Document section:
Begin

Studio album by The Fall
- Released: 31 October 1988
- Recorded: Mid–late 1988 at: Suite 16 Studios, Rochdale, England; King's Theatre, Edinburgh, Scotland
- Genre: Post-punk; alternative rock; art rock;
- Length: 56:54
- Label: Beggars Banquet
- Producer: Ian Broudie; Mark E. Smith;

The Fall chronology
| The Frenz Experiment (1988) | I Am Kurious Oranj (1988) | Seminal Live (1989) |

Singles from I Am Kurious Oranj
- "Jerusalem/Big New Prinz" Released: 11 November 1988; "Cab It Up" Released: 5 June 1989;

= I Am Kurious Oranj =

I Am Kurious Oranj is the eleventh studio album by the English post-punk band the Fall. It was released on 31 October 1988 through record label Beggars Banquet.

The album's release came at the end of a relatively successful year for the group, which had also seen the release of an "accessible" album, The Frenz Experiment, and a handful of singles in the UK charts. However, there was internal strife within the band; Mark E. Smith was increasingly dependent on alcohol and speed, and his marriage to Fall lead guitarist, songwriter and vocalist Brix Smith was coming to an end. Although she wrote many of the most acclaimed songs on the album, including "Overture From Kurious Oranj", "Van Plague?" and "Bad News Girl", she was excluded from the writing and publishing credits.

End

What is expected: Set down, word for word, the portion of the article on I Am Kurious Oranj that begins at the words "I Am Kurious Oranj is" and stops after the words "and publishing credits.".

Data provided:
Begin

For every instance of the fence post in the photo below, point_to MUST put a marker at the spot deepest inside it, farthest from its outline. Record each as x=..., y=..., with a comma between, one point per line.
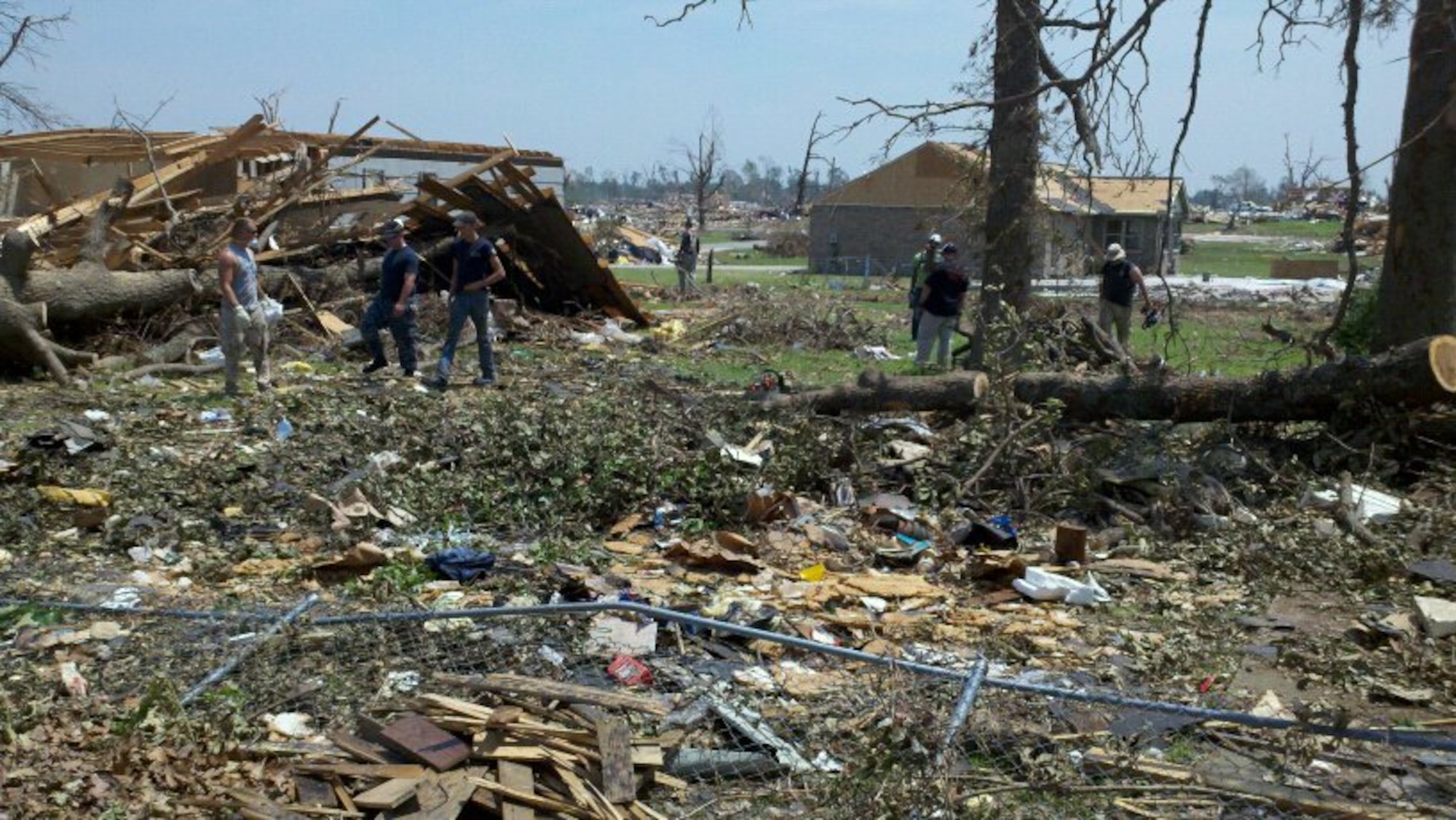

End

Reply to the exercise:
I Am Kurious Oranj is the eleventh studio album by the English post-punk band the Fall. It was released on 31 October 1988 through record label Beggars Banquet.

The album's release came at the end of a relatively successful year for the group, which had also seen the release of an "accessible" album, The Frenz Experiment, and a handful of singles in the UK charts. However, there was internal strife within the band; Mark E. Smith was increasingly dependent on alcohol and speed, and his marriage to Fall lead guitarist, songwriter and vocalist Brix Smith was coming to an end. Although she wrote many of the most acclaimed songs on the album, including "Overture From Kurious Oranj", "Van Plague?" and "Bad News Girl", she was excluded from the writing and publishing credits.